Kumpulan Tugas:
1/ Siapa saja tokoh yang namanya ditulis bersama nama partai dan negaranya dalam bacaan tentang partai-partai politik Eropa? Sebutkan semuanya.
2/ Perpanjang bacaan tentang partai-partai politik Eropa, mulai setelah baris terakhir yang tercantum.

Bahan Bacaan:
Foto: Angelos Tzortzinis/AFP/Getty Images
Gabor Vona, Partai Jobbik (Hongaria)
Partai Jobbik yang anti imigrasi, anti LGBT, populis dan dukung proteksi ekonomi berusaha masuk dalam parlemen Hongaria tahun 2018. Sekarang mereka sudah jadi partai ketiga terbesar di Hongaria. Dalam pemilu terakhir tahun 2014, partai ini mendapat 20% suara. Partai inginkan referendum keanggotaan negara dalam Uni Eropa. Jobbik dipimpin Gabor Vona.
Foto: picture alliance/dpa
Jimmie Akesson, Sverigedemokraterna (Swedia)
Nama partainya berarti Demokrat Swedia. Setelah kemenangan Trump di AS Akesson menyatakan, di Eropa, seperti di AS, ada gerakan yang melawan "establishment" dan pandangan yang selama ini berlaku. Partai Demokrat Swedia menyerukan restriksi imigrasi, dan menentang keanggotaan Turki dalam UE juga menginginkan referendum keanggotaan Swedia dalam UE.
Foto: AP
Norbert Hofer, Freiheitliche Partei (Austria)

Data yang Diberikan:
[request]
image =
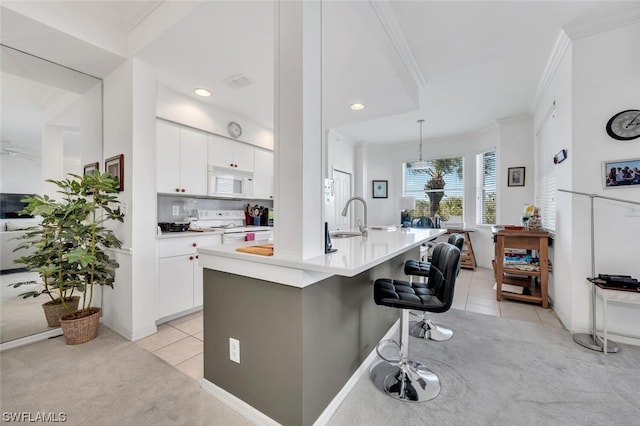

Jawaban:
1/ Gabor Vona, Jimmie Akesson, Norbert Hofer

2/
Hofer dari Partai Kebebasan FPÖ yang nosionalis hanya kalah 30.000 suara dalam pemilu presiden terakhir. Mantan pemimpin Partai Hijau, Alexander Van der Bellen mendapat 50,3% suara, sementara Hofer 49,7%. Pemimpin FPÖ itu menyerukan penguatan perbatasan Austria dan pembatasan sokongan finansial bagi imigran.
Foto: Reuters/L. Foeger
Marian Kotleba, ĽSNS (Slovakia)
Pemimpin partai ekstrem kanan, Partai Rakyat-Slovakia Milik Kita mengatakan, "Satu imigranpun sudah terlalu banyak." Dalam kesempatan lain ia menyebut NATO organisasi kriminal. Partai Slovakia ini ingin negaranya meninggalkan Uni Eropa dan zona mata uang Euro. Mereka menang 8% suara dalam pemilu Maret 2016, dan mendapat14 kursi dari total 150 mandat parlemen. (ml/as)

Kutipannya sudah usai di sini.